* [GIVEN PROBLEM]
How would you say this sentence from the TensorFlow introduction in French: "Tensorflow is an open-source software library for dataflow programming across a range of tasks."

* [SOURCE TEXT]
# Tensorflow introduction

Tensorflow is an open-source software library for dataflow programming across a range of tasks. It is a symbolic math library, and also used for machine learning applications such as neural networks. Here we try to introduce it using some easy elementry examples.

In [1]:
import tensorflow as tf

You can define constant in different format like:

In [2]:
node1 = tf.constant(3.0, dtype=tf.float32)
node2 = tf.constant(4.0) # also tf.float32 implicitly
print(node1)
print(node2)

Tensor("Const:0", shape=(), dtype=float32)
Tensor("Const_1:0", shape=(), dtype=float32)


As mentioned before, tnesorflow is a C basec packages which has python interface. For calculation you should open a tensorflow session like:

In [3]:
with tf.Session() as sess:
    print(sess.run([node1, node2]))

[3.0, 4.0]


For example if you want to add two number using tensorflow, you can make the data flow through operations (here addition) then you have to open a session (here by with command) and run it like:

In [4]:
node3 = tf.add(node1, node2)
with tf.Session() as sess:
    print(sess.run(node3))

7.0


In [5]:
a = tf.placeholder(tf.float32)
b = tf.placeholder(tf.float32)
# adder_node = tf.add(a, b)

* [EXCERPTED DATA]
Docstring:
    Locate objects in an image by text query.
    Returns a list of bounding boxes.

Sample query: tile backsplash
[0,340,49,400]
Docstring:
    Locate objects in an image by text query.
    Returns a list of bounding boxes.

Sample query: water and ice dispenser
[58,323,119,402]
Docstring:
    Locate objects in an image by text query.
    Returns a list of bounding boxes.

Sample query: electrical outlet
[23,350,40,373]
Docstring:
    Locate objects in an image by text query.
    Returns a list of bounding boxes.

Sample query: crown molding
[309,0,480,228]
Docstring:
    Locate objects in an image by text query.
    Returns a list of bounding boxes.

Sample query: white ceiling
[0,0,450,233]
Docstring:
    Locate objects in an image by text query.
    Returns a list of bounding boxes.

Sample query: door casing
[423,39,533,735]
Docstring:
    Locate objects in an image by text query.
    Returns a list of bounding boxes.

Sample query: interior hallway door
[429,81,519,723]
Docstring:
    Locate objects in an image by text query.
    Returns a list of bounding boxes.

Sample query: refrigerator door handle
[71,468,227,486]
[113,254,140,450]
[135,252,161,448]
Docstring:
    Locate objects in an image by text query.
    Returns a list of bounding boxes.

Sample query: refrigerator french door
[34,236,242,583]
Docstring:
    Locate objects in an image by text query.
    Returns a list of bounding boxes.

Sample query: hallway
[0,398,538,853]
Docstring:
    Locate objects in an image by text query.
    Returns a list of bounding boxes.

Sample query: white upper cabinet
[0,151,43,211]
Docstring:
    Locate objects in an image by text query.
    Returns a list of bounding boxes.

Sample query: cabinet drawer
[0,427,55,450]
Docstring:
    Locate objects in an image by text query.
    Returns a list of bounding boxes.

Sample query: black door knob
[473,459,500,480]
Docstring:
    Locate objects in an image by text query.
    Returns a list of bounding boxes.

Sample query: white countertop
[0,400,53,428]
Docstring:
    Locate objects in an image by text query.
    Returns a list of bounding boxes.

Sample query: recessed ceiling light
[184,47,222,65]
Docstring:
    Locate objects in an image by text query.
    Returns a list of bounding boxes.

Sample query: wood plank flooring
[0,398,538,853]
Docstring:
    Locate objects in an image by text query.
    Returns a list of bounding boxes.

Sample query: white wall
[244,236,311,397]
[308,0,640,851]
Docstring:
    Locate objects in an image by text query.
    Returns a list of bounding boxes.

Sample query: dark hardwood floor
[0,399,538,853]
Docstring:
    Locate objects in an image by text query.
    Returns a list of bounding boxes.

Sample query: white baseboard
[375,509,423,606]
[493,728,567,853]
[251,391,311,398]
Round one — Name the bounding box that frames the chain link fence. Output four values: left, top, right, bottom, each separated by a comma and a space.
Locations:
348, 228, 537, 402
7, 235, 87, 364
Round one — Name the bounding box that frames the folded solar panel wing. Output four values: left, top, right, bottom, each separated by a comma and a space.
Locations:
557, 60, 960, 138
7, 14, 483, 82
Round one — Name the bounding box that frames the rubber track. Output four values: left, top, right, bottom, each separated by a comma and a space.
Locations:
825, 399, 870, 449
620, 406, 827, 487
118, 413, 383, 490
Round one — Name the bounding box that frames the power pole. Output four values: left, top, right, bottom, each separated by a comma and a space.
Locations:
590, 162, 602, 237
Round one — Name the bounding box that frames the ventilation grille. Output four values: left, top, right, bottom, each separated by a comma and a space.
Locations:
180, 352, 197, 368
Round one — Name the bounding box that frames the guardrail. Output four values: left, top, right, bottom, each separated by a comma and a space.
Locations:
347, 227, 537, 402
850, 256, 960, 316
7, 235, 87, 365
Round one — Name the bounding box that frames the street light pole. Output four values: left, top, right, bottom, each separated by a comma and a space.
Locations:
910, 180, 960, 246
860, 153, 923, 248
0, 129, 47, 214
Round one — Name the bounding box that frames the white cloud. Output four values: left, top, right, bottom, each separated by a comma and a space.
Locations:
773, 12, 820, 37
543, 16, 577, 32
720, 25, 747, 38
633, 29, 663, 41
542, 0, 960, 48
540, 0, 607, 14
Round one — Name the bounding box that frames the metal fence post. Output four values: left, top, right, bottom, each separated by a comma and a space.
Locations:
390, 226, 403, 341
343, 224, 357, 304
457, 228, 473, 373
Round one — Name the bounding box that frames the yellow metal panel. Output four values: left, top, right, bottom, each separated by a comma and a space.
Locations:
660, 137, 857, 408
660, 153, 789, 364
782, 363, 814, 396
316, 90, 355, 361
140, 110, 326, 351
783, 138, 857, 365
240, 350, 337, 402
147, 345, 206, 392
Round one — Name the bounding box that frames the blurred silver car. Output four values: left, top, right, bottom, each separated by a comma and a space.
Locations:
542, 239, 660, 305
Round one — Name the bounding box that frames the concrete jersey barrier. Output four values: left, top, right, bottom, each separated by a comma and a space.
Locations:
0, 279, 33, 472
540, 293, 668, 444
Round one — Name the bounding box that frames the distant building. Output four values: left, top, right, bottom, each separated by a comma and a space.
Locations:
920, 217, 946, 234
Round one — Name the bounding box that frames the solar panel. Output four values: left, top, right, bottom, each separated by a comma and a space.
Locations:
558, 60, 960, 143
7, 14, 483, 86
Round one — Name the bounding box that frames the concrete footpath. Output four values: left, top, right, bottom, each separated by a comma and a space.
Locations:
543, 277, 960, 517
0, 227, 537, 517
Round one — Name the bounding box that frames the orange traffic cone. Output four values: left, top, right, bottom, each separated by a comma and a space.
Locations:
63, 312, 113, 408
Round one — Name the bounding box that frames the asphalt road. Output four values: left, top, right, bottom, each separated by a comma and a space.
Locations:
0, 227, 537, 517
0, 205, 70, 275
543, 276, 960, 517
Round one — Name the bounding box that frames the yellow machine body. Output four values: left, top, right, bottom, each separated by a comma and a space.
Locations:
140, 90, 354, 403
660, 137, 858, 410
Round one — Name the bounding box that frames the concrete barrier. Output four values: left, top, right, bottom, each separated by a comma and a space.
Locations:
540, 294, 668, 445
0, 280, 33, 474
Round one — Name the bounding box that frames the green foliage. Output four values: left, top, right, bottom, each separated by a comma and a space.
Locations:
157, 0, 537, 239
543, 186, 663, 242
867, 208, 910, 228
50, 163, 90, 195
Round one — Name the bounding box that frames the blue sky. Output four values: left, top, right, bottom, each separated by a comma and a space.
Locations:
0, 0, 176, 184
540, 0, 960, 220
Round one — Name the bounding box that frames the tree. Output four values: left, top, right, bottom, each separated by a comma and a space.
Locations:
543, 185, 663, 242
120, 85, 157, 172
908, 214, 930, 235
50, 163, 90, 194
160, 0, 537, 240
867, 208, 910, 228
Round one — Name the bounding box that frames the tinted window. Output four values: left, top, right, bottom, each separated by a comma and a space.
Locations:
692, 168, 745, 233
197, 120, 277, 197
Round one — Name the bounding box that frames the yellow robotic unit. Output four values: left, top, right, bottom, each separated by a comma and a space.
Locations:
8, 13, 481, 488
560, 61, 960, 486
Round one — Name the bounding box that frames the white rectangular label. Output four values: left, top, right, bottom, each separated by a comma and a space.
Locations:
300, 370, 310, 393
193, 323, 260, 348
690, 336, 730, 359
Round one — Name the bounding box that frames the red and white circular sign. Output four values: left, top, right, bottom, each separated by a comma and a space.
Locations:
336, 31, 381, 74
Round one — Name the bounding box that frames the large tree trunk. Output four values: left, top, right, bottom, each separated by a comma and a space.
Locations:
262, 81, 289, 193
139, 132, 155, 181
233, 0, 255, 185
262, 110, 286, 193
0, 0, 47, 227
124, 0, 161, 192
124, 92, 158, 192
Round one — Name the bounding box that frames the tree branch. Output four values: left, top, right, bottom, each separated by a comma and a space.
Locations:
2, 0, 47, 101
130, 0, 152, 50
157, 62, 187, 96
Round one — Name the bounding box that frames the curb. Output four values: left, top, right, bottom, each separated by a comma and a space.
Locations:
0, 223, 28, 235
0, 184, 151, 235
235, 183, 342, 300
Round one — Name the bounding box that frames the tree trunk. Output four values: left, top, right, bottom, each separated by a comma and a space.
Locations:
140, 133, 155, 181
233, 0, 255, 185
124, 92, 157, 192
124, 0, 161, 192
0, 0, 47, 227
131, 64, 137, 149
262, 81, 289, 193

* [SOLUTION]
Tensorflow est une bibliothèque logicielle open source pour la programmation par flux de données, applicable à un large éventail de tâches.